[Start of EXTRACTED INFORMATION]
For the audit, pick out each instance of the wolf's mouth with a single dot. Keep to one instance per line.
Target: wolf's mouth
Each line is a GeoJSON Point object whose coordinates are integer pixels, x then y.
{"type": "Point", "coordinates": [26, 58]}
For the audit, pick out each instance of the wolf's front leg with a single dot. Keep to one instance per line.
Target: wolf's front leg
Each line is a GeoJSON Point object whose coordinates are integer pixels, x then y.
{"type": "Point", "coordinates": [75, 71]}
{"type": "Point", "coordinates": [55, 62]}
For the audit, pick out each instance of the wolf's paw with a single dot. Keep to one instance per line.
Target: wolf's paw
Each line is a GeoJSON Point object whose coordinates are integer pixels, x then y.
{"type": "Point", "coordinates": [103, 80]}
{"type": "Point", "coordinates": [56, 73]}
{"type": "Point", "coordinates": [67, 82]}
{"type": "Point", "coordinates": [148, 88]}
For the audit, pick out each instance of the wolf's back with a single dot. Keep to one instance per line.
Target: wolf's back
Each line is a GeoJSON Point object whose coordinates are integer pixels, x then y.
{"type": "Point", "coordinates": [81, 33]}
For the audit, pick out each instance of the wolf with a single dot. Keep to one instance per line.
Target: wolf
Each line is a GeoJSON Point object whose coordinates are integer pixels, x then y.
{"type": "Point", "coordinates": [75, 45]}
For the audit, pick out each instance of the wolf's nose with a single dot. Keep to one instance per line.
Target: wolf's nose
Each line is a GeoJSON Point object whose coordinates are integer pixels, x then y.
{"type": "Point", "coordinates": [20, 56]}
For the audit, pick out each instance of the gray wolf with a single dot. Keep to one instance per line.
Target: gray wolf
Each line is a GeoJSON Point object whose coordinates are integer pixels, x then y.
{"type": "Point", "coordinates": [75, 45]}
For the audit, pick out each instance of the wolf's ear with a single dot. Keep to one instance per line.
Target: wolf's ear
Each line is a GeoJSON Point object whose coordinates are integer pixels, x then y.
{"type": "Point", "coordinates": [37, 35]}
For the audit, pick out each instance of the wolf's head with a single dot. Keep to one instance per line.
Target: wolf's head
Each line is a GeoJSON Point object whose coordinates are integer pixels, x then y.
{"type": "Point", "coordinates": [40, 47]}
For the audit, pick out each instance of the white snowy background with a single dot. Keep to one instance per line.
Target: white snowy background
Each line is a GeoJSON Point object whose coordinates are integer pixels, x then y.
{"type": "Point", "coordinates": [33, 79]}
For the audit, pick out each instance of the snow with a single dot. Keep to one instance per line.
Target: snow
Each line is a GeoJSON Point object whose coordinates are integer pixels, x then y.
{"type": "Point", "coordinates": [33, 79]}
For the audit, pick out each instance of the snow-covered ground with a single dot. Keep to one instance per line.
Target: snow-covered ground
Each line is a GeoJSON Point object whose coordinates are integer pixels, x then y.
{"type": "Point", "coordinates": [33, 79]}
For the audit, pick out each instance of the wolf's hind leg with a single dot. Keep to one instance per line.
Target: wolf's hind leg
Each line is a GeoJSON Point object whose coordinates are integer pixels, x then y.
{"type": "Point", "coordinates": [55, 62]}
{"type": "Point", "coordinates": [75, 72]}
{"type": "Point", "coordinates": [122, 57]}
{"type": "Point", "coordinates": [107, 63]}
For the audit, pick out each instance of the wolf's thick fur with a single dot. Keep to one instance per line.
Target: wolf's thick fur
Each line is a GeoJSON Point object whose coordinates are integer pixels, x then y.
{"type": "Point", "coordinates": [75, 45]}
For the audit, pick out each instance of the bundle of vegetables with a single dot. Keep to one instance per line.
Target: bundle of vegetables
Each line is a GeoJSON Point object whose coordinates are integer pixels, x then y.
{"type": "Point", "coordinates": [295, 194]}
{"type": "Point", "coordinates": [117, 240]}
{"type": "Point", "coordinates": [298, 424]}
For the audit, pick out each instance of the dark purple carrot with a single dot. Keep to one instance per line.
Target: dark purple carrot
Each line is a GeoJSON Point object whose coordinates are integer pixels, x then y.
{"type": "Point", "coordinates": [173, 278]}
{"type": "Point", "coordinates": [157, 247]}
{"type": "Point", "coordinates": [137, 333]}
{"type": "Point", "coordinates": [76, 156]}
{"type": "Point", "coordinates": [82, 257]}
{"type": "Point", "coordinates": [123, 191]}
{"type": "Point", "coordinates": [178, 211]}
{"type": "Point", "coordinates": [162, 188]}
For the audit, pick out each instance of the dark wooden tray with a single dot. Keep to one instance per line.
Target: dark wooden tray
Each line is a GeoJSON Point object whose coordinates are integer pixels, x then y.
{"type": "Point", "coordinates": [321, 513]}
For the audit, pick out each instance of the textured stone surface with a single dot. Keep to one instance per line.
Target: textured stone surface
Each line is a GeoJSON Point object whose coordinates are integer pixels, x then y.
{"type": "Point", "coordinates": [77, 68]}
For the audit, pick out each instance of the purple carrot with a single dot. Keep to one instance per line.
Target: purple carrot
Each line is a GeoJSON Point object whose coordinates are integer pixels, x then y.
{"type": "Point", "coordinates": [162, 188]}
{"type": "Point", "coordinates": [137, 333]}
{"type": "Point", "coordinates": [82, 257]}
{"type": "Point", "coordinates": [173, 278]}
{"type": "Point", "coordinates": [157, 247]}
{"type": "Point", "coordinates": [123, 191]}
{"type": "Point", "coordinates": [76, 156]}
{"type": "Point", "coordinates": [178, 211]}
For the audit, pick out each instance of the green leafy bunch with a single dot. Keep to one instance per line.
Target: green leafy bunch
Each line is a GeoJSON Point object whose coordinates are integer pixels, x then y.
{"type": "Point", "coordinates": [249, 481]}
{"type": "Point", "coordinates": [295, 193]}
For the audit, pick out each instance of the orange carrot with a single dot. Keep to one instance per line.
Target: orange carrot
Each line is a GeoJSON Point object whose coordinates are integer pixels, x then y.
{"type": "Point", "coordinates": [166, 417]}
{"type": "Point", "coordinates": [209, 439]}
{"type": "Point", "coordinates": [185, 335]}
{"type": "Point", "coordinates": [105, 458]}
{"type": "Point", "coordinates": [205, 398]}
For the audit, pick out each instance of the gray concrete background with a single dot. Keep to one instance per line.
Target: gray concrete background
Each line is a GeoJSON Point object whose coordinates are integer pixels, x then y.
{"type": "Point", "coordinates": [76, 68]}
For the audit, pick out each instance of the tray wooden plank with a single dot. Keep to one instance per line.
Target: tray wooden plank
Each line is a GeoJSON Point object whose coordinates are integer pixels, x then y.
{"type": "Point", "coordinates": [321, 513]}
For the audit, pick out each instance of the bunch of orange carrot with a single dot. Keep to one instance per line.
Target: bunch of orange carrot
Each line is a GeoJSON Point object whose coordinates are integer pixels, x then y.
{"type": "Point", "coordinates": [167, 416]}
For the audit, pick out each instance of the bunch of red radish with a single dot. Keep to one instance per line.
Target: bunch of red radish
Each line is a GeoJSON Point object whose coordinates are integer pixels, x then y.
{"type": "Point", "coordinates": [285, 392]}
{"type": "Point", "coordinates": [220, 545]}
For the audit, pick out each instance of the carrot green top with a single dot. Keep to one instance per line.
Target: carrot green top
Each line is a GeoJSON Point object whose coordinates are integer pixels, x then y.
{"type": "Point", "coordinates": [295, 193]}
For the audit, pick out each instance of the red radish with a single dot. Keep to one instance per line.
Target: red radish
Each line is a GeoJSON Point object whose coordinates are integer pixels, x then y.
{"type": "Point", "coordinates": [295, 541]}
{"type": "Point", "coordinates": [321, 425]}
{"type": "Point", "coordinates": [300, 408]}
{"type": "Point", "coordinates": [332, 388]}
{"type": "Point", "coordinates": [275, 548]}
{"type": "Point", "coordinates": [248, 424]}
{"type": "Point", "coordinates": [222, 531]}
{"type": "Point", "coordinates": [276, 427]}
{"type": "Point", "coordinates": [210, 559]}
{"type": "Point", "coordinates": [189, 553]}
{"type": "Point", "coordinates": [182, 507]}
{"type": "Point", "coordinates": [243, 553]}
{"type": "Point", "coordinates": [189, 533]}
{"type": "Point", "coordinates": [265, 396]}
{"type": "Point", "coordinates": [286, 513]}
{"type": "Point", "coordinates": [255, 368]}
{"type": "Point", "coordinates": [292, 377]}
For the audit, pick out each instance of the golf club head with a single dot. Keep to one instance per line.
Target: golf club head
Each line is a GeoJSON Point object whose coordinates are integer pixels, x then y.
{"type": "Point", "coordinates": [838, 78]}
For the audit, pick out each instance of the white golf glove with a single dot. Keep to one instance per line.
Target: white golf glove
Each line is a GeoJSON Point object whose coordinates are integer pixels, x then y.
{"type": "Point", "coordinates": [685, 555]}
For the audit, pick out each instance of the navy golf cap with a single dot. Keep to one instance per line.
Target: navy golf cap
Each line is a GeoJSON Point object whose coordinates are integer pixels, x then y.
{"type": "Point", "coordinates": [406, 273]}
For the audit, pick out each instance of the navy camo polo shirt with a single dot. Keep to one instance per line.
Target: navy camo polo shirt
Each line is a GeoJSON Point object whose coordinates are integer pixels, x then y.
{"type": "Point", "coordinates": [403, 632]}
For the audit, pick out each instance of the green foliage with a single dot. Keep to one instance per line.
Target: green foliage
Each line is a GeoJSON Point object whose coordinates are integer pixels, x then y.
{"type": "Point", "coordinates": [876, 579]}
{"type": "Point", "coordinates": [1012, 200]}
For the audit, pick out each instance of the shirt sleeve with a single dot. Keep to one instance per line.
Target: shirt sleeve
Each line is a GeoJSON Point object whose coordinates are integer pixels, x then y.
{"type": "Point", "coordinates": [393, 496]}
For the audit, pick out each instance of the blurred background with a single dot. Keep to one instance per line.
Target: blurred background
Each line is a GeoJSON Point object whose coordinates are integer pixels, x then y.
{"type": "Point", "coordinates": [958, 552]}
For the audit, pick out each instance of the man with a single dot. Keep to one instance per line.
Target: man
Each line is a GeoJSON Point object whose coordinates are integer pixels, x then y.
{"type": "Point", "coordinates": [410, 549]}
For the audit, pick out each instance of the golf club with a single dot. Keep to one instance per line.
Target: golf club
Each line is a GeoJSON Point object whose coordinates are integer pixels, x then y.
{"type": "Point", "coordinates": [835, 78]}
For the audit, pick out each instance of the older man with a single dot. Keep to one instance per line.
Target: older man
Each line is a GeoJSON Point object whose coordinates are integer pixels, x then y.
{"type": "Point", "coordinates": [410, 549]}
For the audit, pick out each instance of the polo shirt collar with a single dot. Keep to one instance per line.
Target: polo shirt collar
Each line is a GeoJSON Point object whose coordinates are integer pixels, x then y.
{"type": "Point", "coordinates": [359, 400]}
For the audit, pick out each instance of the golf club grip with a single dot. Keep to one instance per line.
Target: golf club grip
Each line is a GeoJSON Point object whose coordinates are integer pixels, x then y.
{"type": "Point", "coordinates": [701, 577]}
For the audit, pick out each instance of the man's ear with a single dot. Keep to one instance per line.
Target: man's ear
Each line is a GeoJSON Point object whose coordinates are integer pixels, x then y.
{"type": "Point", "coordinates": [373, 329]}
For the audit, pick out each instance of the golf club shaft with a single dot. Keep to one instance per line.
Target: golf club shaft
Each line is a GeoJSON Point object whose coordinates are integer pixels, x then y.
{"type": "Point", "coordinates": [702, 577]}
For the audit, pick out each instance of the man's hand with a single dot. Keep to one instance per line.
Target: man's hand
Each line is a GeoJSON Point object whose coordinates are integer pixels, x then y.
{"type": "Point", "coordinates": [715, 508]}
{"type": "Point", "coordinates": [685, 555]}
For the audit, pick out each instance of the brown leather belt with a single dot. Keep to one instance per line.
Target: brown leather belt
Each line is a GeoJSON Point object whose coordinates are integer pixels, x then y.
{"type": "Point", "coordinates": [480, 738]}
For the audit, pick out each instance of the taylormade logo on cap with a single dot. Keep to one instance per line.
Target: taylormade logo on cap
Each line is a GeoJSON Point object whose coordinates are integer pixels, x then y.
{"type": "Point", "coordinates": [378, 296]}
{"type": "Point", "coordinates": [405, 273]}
[End of EXTRACTED INFORMATION]
Starting from the line containing "For the audit, pick out each instance of the man's hand", repeat each line through the end of the entries, exactly.

For the audit, pick out each instance of the man's hand with a single dot. Keep to one instance per line.
Target: man's hand
Each line is a GeoJSON Point object whose coordinates are integer pixels, x then y.
{"type": "Point", "coordinates": [715, 508]}
{"type": "Point", "coordinates": [685, 555]}
For the audit, pick out each instance of the brown leather belt with a single dot. Keep to one instance per line.
Target: brown leather belt
Each line is a GeoJSON Point object whose coordinates are integer pixels, x then y.
{"type": "Point", "coordinates": [480, 738]}
For the audit, pick out each instance of the taylormade logo on cap with a single dot. Keep to one instance per line.
Target: taylormade logo on cap
Each line is a GeoJSON Point object whose coordinates are integer pixels, x then y.
{"type": "Point", "coordinates": [378, 296]}
{"type": "Point", "coordinates": [405, 273]}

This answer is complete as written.